**TO DO:**
Look through the entries below for the string "banner", and copy each line where it is found.

Referring expression pointing data
——————

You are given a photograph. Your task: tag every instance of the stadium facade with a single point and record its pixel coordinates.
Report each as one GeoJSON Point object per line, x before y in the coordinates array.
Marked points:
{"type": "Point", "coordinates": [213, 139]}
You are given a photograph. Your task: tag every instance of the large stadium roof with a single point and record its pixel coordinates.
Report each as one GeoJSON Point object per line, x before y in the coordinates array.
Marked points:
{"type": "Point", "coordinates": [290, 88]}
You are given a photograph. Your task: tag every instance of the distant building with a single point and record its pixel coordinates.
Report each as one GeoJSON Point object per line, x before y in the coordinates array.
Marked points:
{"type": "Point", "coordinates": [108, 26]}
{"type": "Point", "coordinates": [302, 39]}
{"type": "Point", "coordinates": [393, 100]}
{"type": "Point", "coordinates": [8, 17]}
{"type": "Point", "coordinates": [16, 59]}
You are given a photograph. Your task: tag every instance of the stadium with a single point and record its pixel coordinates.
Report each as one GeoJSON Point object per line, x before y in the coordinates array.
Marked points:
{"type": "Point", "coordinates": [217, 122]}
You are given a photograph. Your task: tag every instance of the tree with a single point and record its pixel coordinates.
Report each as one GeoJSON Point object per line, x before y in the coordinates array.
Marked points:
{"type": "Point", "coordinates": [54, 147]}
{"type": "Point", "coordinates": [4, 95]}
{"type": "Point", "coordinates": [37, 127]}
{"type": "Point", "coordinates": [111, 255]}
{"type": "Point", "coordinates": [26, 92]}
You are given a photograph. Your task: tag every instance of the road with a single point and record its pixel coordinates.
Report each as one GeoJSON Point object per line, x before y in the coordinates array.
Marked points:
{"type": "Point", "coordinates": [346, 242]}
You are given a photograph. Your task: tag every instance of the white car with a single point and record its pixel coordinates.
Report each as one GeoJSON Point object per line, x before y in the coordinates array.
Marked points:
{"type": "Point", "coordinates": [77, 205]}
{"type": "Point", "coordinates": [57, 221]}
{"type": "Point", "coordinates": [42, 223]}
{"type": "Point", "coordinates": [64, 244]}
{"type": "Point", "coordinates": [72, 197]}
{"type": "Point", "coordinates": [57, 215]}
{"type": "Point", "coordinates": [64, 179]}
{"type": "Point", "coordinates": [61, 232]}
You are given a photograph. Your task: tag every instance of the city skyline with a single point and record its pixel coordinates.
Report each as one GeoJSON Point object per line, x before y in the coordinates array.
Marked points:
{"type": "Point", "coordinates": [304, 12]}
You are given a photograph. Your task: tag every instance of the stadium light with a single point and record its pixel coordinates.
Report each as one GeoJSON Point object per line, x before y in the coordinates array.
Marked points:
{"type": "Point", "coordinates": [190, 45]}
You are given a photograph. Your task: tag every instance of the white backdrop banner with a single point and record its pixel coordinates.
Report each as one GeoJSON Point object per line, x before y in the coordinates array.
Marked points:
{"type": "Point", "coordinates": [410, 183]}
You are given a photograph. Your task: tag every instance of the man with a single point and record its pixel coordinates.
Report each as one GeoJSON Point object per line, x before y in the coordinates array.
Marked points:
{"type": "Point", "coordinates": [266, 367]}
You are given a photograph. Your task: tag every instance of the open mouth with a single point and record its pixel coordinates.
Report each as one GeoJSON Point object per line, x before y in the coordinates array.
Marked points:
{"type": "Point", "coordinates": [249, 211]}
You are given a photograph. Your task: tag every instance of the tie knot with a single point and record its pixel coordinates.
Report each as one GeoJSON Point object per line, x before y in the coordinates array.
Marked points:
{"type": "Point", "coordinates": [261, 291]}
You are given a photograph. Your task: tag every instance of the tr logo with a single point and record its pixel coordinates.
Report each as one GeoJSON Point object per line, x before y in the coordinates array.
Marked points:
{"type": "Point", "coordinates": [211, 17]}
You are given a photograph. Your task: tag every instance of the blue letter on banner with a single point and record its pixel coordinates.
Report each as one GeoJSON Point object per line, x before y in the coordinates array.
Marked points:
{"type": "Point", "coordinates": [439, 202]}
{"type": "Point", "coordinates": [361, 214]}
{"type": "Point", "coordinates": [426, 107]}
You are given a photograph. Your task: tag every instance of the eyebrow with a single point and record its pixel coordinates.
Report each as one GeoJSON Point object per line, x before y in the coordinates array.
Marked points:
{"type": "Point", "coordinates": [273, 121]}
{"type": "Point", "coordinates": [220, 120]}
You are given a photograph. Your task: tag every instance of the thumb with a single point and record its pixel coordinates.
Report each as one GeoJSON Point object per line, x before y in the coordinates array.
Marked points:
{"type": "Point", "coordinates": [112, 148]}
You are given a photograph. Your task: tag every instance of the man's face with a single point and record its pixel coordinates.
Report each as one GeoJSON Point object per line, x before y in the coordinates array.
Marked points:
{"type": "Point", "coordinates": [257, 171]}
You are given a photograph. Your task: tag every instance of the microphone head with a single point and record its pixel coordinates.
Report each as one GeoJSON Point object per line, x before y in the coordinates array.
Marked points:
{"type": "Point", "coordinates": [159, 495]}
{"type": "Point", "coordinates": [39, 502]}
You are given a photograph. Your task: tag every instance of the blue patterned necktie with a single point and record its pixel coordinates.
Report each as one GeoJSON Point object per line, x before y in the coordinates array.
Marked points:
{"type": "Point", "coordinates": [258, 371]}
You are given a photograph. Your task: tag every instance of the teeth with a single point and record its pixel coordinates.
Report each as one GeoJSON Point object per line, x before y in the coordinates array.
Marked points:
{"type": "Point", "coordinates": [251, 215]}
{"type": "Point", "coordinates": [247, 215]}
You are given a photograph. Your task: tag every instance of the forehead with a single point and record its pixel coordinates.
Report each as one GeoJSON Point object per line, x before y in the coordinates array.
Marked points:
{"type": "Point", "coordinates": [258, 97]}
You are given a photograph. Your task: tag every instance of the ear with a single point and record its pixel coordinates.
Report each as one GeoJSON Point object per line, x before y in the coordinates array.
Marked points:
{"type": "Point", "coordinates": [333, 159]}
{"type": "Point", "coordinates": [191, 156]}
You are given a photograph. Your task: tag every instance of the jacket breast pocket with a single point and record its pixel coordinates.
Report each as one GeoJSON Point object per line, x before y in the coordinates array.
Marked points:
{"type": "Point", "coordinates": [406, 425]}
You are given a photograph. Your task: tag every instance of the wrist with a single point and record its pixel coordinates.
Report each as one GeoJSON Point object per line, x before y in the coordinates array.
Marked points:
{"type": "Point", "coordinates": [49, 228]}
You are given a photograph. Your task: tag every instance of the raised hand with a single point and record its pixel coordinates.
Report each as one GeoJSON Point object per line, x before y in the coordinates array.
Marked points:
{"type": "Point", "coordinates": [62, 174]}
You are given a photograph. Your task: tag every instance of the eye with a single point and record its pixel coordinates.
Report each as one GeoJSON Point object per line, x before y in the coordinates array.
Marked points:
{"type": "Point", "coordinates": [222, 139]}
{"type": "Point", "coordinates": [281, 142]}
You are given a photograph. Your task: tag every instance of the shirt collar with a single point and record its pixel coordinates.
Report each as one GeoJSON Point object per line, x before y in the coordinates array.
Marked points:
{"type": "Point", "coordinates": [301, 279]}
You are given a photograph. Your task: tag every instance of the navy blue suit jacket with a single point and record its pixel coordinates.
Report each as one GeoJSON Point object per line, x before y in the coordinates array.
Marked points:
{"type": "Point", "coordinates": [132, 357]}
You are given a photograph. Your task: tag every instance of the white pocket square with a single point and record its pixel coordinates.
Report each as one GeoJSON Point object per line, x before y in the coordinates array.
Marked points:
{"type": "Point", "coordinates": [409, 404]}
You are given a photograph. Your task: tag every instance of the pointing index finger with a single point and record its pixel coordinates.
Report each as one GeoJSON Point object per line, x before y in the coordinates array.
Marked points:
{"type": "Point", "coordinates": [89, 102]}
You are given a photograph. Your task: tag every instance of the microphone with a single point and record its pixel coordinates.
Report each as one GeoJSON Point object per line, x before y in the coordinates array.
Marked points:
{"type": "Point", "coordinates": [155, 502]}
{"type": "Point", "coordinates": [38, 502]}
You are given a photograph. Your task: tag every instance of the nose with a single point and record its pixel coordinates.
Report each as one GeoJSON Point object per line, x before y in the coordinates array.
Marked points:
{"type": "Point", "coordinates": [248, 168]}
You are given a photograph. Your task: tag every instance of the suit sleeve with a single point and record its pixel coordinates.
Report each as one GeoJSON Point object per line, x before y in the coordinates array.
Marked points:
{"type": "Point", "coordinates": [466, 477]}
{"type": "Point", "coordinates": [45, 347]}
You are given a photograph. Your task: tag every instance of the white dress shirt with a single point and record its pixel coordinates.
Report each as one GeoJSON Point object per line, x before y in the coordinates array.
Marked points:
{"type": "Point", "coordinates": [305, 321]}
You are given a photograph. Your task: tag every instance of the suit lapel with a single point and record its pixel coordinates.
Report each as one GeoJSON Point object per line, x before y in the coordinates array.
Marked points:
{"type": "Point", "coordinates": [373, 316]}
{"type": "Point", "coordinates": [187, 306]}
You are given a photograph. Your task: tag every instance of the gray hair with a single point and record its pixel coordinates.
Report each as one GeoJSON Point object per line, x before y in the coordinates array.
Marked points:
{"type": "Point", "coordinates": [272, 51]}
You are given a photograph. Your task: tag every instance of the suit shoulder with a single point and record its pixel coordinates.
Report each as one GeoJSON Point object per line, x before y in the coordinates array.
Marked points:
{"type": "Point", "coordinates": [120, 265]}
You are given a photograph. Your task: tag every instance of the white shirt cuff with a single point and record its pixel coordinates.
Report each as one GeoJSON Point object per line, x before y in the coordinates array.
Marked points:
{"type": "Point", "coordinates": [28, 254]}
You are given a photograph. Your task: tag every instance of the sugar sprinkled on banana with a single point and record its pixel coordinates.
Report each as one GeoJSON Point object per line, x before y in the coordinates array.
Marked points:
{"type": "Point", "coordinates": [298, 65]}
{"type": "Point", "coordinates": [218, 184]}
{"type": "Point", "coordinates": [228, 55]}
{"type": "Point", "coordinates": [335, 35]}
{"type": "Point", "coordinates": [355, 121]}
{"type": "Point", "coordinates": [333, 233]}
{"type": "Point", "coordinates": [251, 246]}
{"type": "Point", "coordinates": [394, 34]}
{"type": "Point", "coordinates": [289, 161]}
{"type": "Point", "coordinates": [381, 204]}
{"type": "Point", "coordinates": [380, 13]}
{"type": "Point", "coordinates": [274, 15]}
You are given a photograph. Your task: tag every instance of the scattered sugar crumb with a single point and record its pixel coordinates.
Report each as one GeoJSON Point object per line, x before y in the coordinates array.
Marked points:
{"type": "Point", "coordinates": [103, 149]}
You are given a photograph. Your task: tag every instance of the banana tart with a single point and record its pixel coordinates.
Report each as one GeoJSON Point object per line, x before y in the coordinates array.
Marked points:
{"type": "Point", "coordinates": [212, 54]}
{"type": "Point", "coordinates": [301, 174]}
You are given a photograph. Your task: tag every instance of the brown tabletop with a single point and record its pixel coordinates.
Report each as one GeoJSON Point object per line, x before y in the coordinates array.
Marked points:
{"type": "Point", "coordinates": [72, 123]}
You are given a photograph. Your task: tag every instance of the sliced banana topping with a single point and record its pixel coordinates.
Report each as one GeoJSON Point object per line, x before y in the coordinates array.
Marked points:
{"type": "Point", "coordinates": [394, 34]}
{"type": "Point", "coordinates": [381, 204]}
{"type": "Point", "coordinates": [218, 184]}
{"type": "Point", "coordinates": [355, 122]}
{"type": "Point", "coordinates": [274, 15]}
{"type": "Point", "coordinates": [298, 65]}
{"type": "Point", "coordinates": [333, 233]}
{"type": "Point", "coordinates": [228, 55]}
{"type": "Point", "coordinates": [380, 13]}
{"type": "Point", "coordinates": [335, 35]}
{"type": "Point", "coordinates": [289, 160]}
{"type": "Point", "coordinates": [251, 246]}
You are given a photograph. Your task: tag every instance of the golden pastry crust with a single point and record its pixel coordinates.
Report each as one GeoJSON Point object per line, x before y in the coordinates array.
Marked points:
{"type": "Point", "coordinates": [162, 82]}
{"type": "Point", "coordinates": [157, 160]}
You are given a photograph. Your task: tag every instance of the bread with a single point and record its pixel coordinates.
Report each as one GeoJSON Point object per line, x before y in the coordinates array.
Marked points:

——————

**SOLUTION TO THIS TASK:**
You are given a photograph. Your task: tag every instance of the white backdrop banner with a single point and record its pixel coordinates.
You are given a photograph. Your task: tag every instance of the blue letter on banner with a single point and record its pixel coordinates.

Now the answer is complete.